begin Records to use
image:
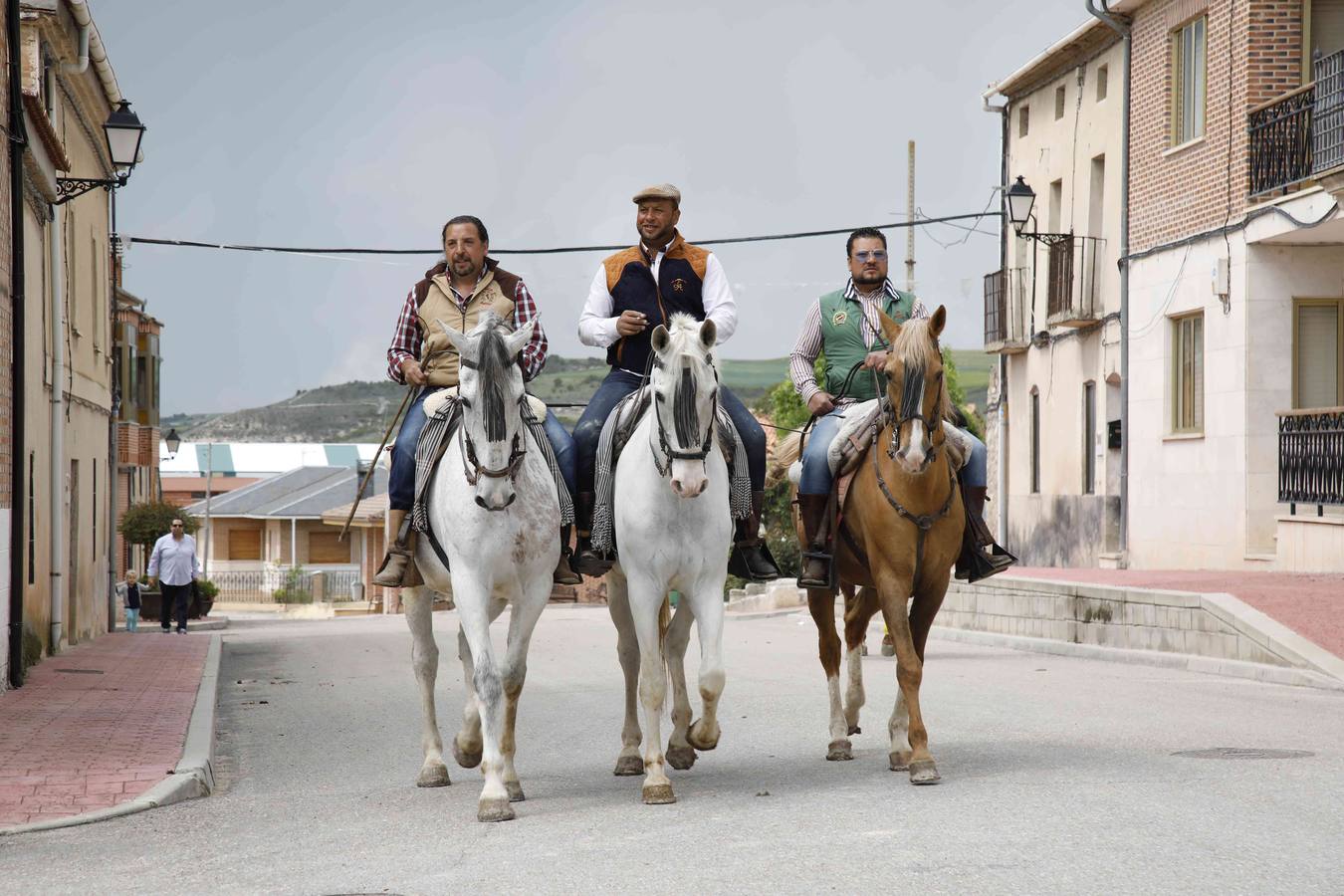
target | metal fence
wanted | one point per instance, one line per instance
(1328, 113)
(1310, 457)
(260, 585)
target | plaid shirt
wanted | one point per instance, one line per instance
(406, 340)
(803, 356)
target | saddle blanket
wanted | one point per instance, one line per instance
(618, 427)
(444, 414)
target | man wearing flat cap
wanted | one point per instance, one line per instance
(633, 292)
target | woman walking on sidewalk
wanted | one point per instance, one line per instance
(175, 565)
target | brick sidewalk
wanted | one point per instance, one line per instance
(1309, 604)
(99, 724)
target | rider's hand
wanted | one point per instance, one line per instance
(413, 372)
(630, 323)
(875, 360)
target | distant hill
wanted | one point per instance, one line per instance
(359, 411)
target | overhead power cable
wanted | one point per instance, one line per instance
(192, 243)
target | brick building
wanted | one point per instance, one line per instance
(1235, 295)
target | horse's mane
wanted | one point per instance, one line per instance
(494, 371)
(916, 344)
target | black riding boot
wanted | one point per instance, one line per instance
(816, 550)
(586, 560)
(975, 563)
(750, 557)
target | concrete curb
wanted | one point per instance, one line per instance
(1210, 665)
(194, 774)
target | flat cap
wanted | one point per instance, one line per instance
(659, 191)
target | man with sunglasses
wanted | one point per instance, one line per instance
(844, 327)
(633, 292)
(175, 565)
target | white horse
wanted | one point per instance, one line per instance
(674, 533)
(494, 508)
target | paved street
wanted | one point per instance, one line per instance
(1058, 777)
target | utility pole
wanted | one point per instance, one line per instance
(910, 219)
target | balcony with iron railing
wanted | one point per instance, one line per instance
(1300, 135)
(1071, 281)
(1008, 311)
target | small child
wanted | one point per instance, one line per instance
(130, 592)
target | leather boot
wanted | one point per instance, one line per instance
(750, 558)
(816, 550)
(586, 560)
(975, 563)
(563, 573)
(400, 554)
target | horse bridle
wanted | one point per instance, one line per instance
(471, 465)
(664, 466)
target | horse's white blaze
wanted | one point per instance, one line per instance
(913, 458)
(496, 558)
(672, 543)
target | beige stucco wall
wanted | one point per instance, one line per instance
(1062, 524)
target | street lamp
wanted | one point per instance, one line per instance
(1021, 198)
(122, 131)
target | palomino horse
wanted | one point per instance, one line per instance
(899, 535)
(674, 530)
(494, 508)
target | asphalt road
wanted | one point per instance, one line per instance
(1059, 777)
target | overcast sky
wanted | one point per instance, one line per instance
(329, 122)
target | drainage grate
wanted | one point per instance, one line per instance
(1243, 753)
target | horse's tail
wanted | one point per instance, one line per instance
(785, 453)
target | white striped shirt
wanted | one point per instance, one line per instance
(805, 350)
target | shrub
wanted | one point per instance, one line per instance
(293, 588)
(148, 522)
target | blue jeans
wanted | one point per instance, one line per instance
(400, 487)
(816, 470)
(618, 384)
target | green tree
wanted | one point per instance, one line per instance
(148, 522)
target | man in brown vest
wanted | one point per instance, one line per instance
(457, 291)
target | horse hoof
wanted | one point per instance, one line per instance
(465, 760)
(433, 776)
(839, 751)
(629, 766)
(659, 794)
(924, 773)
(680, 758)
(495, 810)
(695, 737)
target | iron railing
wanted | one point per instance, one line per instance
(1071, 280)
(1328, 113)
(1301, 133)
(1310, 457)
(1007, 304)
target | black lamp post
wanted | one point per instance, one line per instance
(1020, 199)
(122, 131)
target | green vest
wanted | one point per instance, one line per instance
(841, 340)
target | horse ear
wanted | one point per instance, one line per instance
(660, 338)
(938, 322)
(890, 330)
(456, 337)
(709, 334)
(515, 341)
end Records to use
begin Records to use
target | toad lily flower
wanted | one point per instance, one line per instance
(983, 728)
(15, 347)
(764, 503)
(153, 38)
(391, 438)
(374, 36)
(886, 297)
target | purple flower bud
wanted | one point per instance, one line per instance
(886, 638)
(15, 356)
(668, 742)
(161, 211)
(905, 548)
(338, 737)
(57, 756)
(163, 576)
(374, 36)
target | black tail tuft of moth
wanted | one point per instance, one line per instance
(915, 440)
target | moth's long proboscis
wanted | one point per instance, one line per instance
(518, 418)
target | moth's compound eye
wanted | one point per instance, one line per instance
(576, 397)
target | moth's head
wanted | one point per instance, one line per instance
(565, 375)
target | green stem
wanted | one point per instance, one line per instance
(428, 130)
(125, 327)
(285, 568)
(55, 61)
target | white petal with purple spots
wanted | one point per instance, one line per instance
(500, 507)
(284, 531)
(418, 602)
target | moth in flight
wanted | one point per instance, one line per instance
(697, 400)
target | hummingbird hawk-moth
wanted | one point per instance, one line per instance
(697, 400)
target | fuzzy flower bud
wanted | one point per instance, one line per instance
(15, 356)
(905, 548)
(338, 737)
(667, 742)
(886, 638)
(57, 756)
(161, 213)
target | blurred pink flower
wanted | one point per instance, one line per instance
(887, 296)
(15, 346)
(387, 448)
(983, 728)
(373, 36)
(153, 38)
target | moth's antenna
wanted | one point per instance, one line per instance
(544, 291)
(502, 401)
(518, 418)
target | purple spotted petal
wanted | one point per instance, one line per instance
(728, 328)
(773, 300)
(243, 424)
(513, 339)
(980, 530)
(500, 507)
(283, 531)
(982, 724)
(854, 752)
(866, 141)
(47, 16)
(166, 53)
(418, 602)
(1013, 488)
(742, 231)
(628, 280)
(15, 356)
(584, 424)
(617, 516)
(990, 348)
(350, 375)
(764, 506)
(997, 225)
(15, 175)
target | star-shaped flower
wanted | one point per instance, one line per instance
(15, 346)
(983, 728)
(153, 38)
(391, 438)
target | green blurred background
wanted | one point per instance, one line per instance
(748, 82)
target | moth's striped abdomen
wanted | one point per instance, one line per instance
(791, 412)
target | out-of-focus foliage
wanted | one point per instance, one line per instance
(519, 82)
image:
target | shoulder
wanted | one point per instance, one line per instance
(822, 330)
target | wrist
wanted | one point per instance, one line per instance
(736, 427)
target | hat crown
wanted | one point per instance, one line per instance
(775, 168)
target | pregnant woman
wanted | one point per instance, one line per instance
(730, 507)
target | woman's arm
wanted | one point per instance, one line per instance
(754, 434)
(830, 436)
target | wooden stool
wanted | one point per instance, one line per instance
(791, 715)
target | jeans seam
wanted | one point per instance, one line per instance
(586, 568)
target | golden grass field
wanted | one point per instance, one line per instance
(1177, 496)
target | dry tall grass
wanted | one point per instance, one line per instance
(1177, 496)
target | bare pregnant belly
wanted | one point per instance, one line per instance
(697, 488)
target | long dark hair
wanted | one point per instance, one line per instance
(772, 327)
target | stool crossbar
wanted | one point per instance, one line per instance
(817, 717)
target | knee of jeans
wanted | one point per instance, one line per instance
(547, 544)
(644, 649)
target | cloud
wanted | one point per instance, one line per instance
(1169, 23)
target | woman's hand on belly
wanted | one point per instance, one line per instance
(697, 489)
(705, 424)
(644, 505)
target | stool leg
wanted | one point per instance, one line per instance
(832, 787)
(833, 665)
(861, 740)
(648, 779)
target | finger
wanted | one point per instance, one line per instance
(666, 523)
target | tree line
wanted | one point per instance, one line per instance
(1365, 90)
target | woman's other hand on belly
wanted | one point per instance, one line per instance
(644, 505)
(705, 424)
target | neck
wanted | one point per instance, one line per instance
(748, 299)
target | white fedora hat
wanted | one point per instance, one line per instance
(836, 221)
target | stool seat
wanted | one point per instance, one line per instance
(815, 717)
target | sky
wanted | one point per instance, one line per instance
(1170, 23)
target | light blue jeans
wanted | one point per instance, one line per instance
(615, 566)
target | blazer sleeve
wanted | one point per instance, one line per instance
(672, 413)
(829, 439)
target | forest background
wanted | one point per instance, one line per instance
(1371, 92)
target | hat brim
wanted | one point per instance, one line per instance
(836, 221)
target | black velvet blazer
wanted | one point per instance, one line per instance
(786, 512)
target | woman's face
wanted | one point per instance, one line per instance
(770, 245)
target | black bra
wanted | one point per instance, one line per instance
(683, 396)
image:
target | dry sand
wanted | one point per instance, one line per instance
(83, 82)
end Records to use
begin Records to use
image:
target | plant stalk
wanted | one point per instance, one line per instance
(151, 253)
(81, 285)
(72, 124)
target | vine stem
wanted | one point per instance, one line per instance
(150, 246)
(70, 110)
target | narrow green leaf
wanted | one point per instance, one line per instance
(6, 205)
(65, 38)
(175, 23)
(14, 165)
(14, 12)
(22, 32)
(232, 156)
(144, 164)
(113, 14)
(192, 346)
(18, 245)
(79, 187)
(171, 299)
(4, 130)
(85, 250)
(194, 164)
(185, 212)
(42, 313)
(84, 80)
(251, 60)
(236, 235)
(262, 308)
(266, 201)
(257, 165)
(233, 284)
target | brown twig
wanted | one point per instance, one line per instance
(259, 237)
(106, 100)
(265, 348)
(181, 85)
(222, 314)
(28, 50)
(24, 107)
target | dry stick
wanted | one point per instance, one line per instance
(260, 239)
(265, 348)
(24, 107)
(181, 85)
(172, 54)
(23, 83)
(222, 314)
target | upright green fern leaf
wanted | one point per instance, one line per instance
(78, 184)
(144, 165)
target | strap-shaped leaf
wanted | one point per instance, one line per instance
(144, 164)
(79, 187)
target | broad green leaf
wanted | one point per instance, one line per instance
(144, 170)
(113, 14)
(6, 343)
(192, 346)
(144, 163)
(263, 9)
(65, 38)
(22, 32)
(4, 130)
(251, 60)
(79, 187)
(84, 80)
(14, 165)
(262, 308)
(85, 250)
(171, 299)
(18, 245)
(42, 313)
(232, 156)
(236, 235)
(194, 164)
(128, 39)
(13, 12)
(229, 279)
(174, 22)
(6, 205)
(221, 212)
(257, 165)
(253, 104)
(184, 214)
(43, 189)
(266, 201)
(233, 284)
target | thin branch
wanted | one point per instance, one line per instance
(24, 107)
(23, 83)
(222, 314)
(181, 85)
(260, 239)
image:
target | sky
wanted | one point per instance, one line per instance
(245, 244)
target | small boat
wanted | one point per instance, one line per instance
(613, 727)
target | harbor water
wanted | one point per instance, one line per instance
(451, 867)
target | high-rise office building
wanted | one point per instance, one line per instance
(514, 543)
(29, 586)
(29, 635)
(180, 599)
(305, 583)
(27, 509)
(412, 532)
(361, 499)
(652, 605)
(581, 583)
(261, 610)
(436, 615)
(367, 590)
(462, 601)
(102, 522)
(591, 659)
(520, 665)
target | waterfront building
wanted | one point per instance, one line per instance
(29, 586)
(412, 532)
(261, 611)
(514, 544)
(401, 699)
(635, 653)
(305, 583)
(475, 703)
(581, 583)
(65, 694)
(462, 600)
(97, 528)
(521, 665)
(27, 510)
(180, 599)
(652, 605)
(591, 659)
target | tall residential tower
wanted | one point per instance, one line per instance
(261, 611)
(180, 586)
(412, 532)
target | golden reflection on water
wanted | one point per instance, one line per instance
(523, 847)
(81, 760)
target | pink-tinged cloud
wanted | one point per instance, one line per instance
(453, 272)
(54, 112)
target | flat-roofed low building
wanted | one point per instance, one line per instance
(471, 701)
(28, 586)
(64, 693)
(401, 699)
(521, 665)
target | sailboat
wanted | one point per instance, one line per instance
end Records to use
■ **Given request**
Count the lines in the records above that contain the word "petal", and give only that number.

■ **Solution to the exercise**
2